**PROBLEM REQUIREMENTS:** Gather every line in the listing below that contains the word "walking", and copy each of those lines in full.

**RECORD LIST:**
◆ ◆ ◆ ◆

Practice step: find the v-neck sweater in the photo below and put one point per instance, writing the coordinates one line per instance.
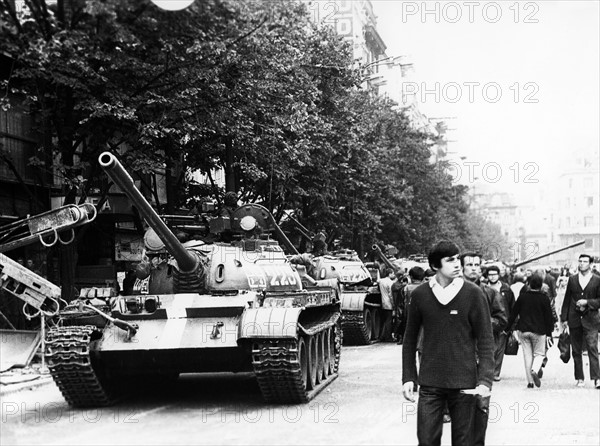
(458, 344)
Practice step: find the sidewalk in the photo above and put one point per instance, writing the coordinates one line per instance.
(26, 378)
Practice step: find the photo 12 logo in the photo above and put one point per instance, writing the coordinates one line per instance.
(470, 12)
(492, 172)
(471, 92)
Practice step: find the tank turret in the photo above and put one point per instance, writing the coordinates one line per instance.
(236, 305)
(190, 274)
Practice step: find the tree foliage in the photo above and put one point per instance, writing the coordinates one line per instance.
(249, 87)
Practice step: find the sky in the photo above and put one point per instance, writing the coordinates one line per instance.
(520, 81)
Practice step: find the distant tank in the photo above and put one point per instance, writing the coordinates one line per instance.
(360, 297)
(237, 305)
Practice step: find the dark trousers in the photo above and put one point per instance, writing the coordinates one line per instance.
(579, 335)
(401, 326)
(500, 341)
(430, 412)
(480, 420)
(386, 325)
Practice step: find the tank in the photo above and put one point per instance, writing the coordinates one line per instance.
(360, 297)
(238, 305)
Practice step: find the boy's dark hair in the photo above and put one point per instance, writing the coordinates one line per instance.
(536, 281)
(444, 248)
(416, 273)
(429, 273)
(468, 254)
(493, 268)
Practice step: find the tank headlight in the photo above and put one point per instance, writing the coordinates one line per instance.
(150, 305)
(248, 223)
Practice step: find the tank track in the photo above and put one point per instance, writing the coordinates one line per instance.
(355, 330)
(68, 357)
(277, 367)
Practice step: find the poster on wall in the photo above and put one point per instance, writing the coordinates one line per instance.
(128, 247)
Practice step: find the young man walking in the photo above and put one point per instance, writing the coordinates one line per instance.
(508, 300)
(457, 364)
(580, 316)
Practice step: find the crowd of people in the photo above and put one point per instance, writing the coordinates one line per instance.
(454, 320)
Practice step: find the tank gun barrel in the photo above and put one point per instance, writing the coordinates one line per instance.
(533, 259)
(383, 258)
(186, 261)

◆ ◆ ◆ ◆

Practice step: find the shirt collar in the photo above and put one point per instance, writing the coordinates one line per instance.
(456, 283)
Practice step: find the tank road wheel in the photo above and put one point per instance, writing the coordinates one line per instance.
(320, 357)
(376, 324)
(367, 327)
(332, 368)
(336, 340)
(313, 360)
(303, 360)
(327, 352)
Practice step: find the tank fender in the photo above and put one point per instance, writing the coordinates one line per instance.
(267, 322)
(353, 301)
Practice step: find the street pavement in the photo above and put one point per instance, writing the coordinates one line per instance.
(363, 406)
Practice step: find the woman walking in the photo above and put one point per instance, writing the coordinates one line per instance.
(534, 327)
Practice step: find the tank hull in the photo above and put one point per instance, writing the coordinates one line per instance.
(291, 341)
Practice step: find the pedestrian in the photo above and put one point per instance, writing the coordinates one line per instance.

◆ ◆ ◆ ◆

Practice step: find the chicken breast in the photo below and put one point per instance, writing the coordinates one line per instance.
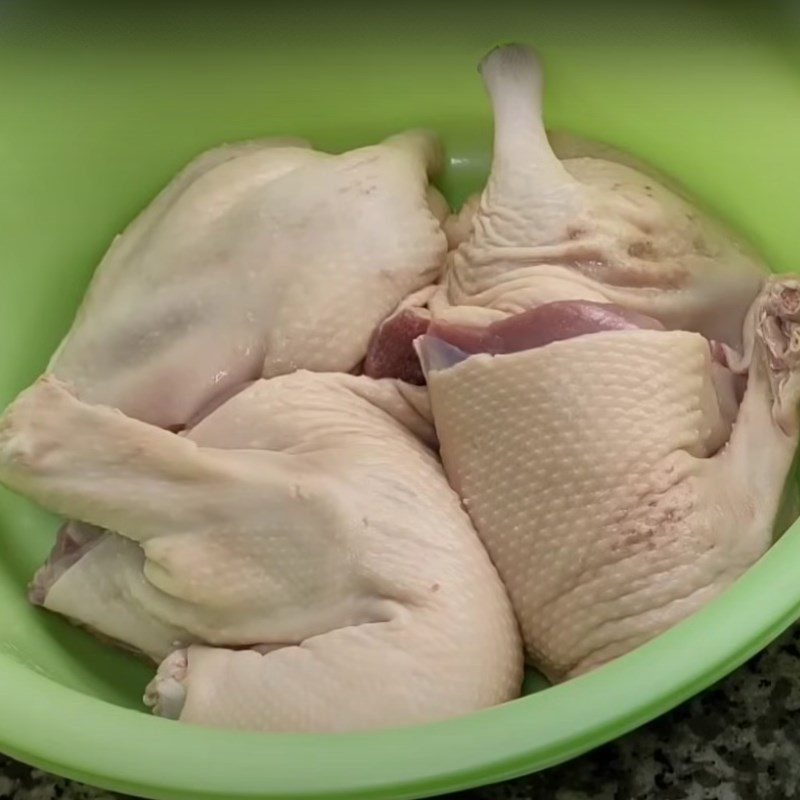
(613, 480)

◆ ◆ ◆ ◆

**CORRECT RESPONSE:**
Practice step: find the young man walking in the photo above and put one point per instance, writing the coordinates one line per instance.
Practice step: find the woman walking in the photo above and put one point per instance, writing the coordinates one line per instance.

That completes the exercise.